Referring expression pointing data

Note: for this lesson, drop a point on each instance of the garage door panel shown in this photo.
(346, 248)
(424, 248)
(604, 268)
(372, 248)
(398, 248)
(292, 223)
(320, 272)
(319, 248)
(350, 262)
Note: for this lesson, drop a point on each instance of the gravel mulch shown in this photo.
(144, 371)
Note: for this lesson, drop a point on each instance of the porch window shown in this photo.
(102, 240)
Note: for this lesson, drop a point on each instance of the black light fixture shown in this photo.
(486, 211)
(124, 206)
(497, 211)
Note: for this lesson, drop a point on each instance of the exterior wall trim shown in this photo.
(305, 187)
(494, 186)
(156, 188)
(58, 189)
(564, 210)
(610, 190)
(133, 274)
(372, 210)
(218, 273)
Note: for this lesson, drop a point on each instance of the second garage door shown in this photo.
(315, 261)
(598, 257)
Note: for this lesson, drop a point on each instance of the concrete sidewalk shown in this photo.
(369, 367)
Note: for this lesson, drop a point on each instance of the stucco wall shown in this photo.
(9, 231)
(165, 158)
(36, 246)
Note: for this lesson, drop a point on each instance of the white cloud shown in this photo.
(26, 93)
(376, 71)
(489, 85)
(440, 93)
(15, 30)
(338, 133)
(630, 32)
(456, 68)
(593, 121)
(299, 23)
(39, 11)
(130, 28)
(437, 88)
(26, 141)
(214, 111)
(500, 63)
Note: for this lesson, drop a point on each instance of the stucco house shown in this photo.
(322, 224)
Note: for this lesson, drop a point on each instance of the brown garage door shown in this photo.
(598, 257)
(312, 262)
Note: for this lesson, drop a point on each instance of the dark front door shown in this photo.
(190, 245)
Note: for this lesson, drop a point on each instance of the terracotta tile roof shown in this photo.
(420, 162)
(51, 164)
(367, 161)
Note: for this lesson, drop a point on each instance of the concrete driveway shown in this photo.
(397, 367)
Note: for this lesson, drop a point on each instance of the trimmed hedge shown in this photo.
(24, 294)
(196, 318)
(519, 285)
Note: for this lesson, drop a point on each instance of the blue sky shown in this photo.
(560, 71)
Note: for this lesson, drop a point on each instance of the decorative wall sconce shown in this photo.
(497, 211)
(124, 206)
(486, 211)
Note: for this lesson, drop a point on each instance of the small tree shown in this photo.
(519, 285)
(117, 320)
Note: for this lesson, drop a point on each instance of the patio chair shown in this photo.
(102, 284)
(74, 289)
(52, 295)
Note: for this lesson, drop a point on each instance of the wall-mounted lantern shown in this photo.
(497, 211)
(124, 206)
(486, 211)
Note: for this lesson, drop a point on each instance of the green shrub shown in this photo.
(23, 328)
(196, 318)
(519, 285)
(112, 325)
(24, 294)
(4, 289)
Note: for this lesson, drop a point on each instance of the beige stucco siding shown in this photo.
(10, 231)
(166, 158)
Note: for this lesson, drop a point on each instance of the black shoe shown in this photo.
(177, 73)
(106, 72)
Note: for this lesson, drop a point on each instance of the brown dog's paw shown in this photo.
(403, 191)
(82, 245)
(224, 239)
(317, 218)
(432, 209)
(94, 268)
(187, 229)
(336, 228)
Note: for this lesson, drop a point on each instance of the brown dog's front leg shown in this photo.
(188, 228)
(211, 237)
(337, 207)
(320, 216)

* _Directions_:
Your answer must hold the line containing "shoe shown in this photo." and all lines after it in the entries above, exactly, and nothing else.

* _Response for this exercise_:
Note: for this lesson, drop a point on each instance of the black shoe shown in this photo.
(177, 73)
(106, 72)
Note: for this lesson, drop a point on each instance of the brown dog's paw shown in this photo.
(403, 191)
(82, 245)
(224, 239)
(317, 218)
(432, 209)
(94, 268)
(187, 229)
(336, 228)
Note: for this lesson, drop a point on each instance of the brown dog's front leg shown in this photo.
(188, 228)
(211, 237)
(337, 207)
(320, 216)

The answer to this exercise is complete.